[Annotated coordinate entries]
** BEGIN **

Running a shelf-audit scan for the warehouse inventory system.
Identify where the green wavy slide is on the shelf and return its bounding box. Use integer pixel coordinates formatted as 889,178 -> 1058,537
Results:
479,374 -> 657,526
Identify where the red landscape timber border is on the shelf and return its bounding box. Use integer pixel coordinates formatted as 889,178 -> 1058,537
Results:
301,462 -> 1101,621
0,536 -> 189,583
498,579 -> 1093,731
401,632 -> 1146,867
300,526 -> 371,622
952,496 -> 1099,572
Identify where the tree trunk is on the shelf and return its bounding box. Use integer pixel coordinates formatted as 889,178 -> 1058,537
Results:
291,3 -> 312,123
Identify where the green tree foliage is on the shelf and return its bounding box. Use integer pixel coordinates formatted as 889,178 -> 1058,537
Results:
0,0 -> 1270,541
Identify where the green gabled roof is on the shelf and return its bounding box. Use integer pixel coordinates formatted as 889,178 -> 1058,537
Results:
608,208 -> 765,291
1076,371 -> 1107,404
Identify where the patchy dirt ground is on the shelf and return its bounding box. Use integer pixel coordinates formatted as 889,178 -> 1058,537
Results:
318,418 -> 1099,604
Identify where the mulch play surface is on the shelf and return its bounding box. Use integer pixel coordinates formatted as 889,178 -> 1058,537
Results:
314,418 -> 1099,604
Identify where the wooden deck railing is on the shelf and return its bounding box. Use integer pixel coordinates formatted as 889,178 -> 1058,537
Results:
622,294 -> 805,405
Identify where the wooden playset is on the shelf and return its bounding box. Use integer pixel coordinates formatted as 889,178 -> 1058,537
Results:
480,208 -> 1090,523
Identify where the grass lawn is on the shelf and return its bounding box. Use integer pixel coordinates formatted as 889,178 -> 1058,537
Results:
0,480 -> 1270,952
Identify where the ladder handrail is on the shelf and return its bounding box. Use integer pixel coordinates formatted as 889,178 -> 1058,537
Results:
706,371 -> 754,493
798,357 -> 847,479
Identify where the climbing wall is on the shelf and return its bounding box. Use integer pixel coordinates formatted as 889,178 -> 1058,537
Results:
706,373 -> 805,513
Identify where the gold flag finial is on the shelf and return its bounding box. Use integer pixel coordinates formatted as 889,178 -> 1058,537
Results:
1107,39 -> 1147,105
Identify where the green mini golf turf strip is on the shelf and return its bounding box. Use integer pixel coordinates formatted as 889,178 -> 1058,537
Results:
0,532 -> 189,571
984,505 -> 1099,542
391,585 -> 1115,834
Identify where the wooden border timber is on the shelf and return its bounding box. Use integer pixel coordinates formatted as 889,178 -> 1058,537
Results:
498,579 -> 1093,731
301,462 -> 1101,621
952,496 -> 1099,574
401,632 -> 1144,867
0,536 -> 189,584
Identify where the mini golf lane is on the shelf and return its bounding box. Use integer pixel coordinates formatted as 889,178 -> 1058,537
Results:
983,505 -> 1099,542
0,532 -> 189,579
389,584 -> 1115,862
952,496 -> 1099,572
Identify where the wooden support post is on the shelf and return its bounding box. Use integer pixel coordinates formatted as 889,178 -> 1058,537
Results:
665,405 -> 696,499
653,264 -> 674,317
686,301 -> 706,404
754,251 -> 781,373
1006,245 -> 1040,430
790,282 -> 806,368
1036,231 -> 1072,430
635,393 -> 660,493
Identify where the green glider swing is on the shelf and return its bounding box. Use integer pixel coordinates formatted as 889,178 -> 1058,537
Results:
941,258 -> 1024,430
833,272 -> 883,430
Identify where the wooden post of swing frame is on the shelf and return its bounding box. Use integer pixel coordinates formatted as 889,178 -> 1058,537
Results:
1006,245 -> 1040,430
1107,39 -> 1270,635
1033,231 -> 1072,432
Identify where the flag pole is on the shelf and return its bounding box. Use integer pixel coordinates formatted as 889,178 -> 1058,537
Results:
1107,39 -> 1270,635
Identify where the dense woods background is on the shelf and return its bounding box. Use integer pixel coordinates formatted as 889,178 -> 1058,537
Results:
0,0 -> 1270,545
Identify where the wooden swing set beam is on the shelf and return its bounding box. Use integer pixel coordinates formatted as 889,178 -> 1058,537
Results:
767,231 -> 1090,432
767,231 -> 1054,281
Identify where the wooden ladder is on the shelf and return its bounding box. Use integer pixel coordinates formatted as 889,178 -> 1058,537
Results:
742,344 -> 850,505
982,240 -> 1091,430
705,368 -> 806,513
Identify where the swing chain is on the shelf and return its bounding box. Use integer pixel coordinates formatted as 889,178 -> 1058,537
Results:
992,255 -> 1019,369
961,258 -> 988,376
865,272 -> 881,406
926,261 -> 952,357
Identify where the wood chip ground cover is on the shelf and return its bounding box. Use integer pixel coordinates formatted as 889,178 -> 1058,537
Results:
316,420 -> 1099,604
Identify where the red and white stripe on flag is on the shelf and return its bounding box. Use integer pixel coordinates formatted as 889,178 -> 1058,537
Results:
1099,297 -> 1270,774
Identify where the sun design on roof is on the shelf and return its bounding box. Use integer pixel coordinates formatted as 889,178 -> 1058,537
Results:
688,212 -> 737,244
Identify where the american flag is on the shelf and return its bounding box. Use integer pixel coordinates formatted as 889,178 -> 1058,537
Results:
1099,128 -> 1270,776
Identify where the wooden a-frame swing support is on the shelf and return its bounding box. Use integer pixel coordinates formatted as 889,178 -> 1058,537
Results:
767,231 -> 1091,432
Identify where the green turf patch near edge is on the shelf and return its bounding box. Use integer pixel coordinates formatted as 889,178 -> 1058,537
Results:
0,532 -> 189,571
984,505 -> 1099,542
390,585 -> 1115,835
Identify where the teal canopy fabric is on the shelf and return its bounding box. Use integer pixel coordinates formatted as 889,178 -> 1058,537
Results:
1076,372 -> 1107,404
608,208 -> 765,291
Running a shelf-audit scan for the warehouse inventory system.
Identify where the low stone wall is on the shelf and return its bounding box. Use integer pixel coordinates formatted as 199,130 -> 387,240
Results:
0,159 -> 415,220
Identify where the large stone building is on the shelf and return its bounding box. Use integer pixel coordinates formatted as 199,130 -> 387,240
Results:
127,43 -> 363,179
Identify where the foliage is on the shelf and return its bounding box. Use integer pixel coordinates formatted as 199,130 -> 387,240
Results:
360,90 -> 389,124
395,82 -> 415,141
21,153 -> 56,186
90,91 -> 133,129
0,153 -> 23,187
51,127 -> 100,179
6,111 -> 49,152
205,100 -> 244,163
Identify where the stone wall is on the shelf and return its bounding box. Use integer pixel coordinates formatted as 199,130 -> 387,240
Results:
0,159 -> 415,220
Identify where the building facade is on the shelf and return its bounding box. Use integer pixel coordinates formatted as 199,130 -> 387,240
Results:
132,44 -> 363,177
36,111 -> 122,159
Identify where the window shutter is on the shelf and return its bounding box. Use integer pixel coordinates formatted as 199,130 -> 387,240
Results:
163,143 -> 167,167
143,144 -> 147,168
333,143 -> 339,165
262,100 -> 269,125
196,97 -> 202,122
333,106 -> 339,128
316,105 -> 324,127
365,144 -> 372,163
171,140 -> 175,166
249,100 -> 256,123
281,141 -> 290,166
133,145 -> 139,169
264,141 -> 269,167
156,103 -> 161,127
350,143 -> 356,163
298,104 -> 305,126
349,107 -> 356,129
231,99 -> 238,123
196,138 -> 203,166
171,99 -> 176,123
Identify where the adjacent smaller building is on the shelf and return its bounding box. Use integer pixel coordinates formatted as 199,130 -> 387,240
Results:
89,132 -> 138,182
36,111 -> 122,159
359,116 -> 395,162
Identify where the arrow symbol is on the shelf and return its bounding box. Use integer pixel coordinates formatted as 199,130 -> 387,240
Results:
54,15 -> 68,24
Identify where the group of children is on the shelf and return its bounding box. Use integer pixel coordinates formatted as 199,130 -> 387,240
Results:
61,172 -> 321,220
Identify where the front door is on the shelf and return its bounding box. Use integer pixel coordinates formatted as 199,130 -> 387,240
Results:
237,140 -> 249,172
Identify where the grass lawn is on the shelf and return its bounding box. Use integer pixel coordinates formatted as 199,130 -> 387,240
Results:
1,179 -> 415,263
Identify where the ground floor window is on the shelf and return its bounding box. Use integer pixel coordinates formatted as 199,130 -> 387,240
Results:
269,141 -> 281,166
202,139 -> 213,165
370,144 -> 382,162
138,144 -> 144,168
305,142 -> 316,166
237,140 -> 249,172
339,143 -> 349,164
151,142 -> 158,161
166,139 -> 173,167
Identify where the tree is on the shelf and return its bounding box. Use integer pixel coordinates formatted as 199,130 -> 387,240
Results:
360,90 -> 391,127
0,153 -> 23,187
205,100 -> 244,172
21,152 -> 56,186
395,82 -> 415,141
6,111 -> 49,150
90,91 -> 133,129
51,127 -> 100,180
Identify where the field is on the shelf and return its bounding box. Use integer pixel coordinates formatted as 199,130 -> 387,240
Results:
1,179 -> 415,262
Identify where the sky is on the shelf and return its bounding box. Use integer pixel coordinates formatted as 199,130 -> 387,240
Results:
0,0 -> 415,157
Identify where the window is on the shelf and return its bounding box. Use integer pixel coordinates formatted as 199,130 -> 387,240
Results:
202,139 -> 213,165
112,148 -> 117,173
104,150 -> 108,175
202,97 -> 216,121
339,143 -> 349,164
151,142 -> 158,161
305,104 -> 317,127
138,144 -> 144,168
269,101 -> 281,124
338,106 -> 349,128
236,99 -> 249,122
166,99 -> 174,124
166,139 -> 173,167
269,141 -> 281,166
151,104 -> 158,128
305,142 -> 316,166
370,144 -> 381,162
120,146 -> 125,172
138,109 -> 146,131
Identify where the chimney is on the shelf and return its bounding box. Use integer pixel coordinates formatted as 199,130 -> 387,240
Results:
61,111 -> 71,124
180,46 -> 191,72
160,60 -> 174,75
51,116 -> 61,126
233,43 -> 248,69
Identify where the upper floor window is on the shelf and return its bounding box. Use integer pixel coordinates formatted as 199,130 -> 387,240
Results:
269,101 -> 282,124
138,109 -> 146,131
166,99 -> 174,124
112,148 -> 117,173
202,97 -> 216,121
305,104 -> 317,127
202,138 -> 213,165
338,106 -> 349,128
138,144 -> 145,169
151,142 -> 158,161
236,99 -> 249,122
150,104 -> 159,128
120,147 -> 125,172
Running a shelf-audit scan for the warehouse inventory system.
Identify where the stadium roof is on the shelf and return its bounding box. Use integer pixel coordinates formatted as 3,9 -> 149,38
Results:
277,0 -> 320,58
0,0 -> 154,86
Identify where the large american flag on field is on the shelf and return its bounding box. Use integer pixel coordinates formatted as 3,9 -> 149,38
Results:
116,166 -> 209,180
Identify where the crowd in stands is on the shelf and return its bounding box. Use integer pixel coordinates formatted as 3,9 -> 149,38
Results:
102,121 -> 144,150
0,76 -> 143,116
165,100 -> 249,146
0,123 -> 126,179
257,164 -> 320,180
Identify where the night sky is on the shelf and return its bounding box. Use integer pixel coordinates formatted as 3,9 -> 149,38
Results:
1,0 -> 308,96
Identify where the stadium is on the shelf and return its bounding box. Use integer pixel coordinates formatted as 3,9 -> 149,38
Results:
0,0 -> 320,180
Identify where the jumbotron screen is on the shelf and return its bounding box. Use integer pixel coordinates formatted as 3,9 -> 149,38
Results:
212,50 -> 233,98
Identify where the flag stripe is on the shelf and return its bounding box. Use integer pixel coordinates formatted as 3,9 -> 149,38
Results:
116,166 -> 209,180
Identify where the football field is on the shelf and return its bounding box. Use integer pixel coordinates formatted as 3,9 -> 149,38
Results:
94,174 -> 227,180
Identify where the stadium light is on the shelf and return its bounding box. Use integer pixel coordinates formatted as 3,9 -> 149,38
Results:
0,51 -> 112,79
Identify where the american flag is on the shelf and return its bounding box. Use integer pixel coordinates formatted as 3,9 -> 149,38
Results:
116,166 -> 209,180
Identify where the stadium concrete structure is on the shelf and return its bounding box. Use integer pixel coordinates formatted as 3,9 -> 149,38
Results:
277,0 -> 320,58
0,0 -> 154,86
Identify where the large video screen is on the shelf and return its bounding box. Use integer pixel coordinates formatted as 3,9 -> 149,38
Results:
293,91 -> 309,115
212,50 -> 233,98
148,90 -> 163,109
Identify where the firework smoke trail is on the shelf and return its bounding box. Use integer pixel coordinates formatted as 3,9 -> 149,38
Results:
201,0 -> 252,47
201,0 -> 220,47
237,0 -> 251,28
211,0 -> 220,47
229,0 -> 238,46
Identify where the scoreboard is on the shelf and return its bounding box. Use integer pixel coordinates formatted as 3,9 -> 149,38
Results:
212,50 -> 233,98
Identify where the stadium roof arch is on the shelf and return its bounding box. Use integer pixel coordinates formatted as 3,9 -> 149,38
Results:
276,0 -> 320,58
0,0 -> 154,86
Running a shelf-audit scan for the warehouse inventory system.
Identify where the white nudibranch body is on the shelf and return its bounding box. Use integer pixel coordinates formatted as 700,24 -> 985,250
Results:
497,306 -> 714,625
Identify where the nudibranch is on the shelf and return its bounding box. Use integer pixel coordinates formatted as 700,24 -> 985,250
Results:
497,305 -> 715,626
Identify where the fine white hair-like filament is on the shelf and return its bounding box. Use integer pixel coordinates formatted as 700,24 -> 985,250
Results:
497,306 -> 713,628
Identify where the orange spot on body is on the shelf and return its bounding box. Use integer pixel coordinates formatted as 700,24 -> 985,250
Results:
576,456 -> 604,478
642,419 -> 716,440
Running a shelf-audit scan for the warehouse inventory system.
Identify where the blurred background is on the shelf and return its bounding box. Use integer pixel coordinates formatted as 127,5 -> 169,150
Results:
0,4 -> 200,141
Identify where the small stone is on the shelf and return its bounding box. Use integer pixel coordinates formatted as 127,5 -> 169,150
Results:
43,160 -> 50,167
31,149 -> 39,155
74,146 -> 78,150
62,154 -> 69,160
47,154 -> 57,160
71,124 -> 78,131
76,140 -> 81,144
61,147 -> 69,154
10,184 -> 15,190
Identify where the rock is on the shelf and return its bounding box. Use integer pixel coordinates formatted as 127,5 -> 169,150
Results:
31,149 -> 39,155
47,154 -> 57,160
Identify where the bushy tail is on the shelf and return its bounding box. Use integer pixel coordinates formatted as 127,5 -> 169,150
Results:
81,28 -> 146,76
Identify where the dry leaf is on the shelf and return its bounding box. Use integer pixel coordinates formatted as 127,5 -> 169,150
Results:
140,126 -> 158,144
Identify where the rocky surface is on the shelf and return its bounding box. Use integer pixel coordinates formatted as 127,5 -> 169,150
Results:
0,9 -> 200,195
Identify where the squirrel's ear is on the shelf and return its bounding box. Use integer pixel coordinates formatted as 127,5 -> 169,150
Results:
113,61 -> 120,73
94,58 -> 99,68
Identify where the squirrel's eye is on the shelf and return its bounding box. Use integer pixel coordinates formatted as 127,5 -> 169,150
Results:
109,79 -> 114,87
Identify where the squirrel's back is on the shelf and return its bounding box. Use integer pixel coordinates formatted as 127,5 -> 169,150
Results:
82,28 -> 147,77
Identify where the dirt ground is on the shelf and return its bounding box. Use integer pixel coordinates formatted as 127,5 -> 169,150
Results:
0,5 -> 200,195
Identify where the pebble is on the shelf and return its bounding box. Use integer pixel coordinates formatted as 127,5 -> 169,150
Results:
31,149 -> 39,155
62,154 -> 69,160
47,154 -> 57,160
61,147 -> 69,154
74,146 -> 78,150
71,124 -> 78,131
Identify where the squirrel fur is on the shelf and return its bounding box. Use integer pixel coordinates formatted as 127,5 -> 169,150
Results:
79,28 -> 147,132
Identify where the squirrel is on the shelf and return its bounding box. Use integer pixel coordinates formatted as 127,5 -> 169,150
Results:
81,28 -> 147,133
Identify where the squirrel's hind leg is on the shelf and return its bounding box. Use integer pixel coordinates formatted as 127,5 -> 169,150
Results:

** END **

**WHAT THE EXERCISE ASKS:** Render the lines starting at the one containing "Identify where the wooden ladder" and ending at the one containing "688,212 -> 737,244" as a Markdown table with the columns Row and Line. Leave out any blank lines.

**SOLUTION:**
| Row | Line |
|---|---|
| 1 | Identify where the wooden ladder is on the shelf and return its bounding box. Use integer pixel coordinates formatted as 889,178 -> 1058,537 |
| 2 | Results: |
| 3 | 742,344 -> 850,505 |
| 4 | 982,240 -> 1091,430 |
| 5 | 705,368 -> 806,513 |
| 6 | Identify where the swing chain is on the shelf and return its bounding box. Use integer pixel coordinates formatted as 889,178 -> 1058,537 |
| 7 | Results: |
| 8 | 992,255 -> 1019,369 |
| 9 | 961,258 -> 988,376 |
| 10 | 865,272 -> 881,406 |
| 11 | 926,261 -> 952,357 |
| 12 | Identify where the wood chip ground cover is on the shelf and return its bounding box. Use integer pixel coordinates formatted as 889,178 -> 1058,537 |
| 13 | Results: |
| 14 | 316,420 -> 1099,604 |
| 15 | Identify where the red and white stripe on flag is on the shelf and return its bounding box. Use integer pixel coordinates formatted as 889,178 -> 1058,537 |
| 16 | Results: |
| 17 | 1099,297 -> 1270,774 |
| 18 | Identify where the sun design on roof is on the shelf and return its bounding box. Use integer pixel coordinates formatted as 889,178 -> 1058,537 |
| 19 | Results: |
| 20 | 688,212 -> 737,244 |